In the profile of biomedical engineer Quing Zhu, what did she spend her weekends doing while at the University of Pennsylvania?

▶ [Text provided]
__________

Engineering a better way

McKelvey School of Engineering biomedical engineer Quing Zhu has devoted her career to perfecting technologies that can both diagnose cancer and predict how treatments may respond

Early in her career, Quing Zhu began working on a better way to improve ultrasound imaging for breast cancer patients.

At the time, she was a research assistant professor at the University of Pennsylvania with a side interest in the field of biomedical optics, or bio-optics. She used her weekends to attend seminars of a group put together by the late biophysicist Britton Chance, a pioneering researcher in infrared imaging.

The McKelvey School of Engineering’s Quing Zhu is a pioneer in combining ultrasound and near infrared imaging modalities for clinical diagnosis of breast and ovarian cancers — and for treatment assessment and prediction of outcomes of advanced breast cancers. READ MORE about some remarkable WashU Women who, every day, are expanding boundaries and showing up. (Graphic: Monica Duwel/Washington University)

“I started to have these ideas of combining ultrasound and bio-optical techniques to come up with a better way to diagnose breast cancer,” she says. “But when you have new ideas and no data, it’s difficult to get a grant.”

But she persisted. Zhu knew intuitively that a dual modality approach to diagnosing breast cancer — ultrasound and bio-optic imaging — could mean better outcomes.

__________

▶ [Record excerpts]
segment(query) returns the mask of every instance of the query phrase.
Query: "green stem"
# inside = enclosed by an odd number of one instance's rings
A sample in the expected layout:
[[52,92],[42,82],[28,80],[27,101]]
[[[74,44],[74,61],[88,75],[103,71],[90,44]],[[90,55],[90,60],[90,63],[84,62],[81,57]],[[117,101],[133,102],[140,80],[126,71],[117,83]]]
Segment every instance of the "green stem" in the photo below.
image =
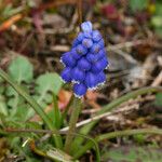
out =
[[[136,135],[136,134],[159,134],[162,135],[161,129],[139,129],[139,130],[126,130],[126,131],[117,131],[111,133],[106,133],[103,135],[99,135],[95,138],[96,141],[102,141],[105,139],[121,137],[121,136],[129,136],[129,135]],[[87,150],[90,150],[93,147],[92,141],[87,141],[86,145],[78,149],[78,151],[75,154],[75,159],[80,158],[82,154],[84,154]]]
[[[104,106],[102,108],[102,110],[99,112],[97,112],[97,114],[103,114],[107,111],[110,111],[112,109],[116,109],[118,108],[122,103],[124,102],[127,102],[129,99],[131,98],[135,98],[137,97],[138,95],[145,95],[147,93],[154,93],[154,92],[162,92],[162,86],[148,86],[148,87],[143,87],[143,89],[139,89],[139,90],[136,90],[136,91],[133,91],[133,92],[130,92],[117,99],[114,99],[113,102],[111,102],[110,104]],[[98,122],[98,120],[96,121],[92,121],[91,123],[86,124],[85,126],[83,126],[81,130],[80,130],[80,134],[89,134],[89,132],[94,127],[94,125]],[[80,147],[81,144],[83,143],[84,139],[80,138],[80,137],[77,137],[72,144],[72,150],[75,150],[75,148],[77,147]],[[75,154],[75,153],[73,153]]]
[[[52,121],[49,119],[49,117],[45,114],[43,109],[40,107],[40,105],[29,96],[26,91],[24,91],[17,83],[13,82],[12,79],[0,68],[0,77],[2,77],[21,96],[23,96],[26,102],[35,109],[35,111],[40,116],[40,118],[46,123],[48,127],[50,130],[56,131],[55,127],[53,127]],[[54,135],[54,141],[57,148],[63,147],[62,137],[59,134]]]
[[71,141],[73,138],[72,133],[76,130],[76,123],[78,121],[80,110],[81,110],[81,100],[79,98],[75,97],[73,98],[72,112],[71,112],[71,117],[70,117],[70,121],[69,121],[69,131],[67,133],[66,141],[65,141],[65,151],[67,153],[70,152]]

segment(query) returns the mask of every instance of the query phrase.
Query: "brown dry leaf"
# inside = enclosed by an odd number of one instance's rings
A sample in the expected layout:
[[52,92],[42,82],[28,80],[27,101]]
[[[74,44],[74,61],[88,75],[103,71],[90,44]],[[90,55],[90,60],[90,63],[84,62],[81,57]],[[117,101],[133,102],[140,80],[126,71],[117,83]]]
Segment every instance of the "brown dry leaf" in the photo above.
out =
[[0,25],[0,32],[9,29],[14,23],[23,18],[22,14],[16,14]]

__________

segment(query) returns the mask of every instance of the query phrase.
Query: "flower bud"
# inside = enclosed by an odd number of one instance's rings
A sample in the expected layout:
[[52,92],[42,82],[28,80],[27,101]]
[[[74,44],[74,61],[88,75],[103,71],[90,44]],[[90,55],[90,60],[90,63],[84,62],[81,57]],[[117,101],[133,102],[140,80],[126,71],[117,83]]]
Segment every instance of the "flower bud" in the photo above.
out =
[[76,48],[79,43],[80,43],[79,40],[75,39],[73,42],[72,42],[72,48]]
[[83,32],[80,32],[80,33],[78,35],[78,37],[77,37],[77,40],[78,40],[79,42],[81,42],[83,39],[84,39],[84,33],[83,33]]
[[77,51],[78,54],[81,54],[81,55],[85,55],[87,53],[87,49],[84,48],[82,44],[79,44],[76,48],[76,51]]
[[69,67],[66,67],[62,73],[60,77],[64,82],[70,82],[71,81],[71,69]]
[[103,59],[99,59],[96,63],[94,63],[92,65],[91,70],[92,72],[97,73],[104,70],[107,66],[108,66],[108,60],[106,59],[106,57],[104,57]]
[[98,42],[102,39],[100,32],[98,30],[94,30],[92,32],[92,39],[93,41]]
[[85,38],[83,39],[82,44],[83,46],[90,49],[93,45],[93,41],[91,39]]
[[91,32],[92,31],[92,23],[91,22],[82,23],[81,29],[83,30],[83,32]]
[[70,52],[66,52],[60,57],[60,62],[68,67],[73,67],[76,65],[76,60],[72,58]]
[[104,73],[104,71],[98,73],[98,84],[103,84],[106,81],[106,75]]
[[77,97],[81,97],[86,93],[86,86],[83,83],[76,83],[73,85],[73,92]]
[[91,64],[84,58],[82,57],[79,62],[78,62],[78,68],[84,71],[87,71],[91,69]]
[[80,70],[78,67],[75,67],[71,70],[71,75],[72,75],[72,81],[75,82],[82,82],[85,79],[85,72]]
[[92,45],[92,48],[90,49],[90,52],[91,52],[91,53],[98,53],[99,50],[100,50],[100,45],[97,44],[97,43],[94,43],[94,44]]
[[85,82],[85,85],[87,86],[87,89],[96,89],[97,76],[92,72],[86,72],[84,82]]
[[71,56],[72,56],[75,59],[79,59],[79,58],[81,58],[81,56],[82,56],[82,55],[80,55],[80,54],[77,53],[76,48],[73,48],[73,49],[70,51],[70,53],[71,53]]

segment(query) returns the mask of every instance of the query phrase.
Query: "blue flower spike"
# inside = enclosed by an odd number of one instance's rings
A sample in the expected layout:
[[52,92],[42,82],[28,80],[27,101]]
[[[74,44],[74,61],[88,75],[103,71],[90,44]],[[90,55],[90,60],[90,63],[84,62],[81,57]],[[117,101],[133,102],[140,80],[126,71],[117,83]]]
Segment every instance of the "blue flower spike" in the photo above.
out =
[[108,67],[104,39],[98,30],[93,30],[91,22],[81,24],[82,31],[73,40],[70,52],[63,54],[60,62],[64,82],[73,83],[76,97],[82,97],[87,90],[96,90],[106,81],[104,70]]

__________

▶ [Result of the task]
She attended seminars of a group put together by the late biophysicist Britton Chance.